Di Alessandra Schofield
Matrimonio convivenza unione separazione divorzio diritti doveri Cosa accade quando ci si lascia. In Italia, sono il Codice Civile e la legislazione in materia di separazione e divorzio a disciplinare gli effetti delle nuove relazioni sul sostegno economico all’ex coniuge e sul contributo per i figli. Il supporto economico può essere riconosciuto a favore del coniuge economicamente più debole – purché non gli sia addebitabile la separazione – al fine di consentirgli o consentirle di conservare un tenore di vita simile a quello goduto durante il matrimonio, ferma restando la considerazione delle effettive possibilità economiche di chi quell’assegno deve erogare. L’importo, la cui entità è comunque determinata in base a una serie di parametri, può essere rivisto o cessato dal giudice per giustificati motivi, ovvero se cambiano le circostanze in cui era stato inizialmente disposto. Se il coniuge beneficiario si risposa, per esempio, termina automaticamente l’obbligo nei suoi confronti, ma non quello di mantenimento dei figli, i quali sono e restano a carico di tutti e due i genitori.

#### DATI FORNITI

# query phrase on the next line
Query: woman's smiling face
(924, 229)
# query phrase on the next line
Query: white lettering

#### COMPITO 1
Nel testo su separazione e divorzio, che cosa succede all'obbligo di sostegno economico verso l'ex coniuge se il beneficiario si risposa?
#### COMPITO 2
Scrivi il seguito del testo su separazione e divorzio, partendo dopo l'ultima frase riportata.

#### RISPOSTA 1
L'obbligo termina automaticamente, ma resta quello di mantenimento dei figli.

#### RISPOSTA 2
La Legge Cirinnà (Legge n. 76 del 20 maggio 2016) ha introdotto quasi dieci anni fa le unioni civili, attribuendo rilevanza giuridica alle convivenze di fatto. Coerentemente con questo principio, anche l’intraprendere una nuova convivenza o una relazione stabile che preveda reciproca assistenza morale e materiale, secondo l’orientamento generale della giurisprudenza, incide quanto meno sull’ammontare della somma percepita dall’ex coniuge. In questi casi, si tende a tener comunque conto del contributo fornito alla precedente compagine e vita familiare, e per questo motivo difficilmente il diritto al mantenimento decade completamente. Tuttavia, perché l’obbligo di sostenere economicamente l’ex moglie o l’ex marito venga ridimensionato, sarà necessario che il suo progetto comune di vita con un nuovo partner sia tangibilmente comprovato.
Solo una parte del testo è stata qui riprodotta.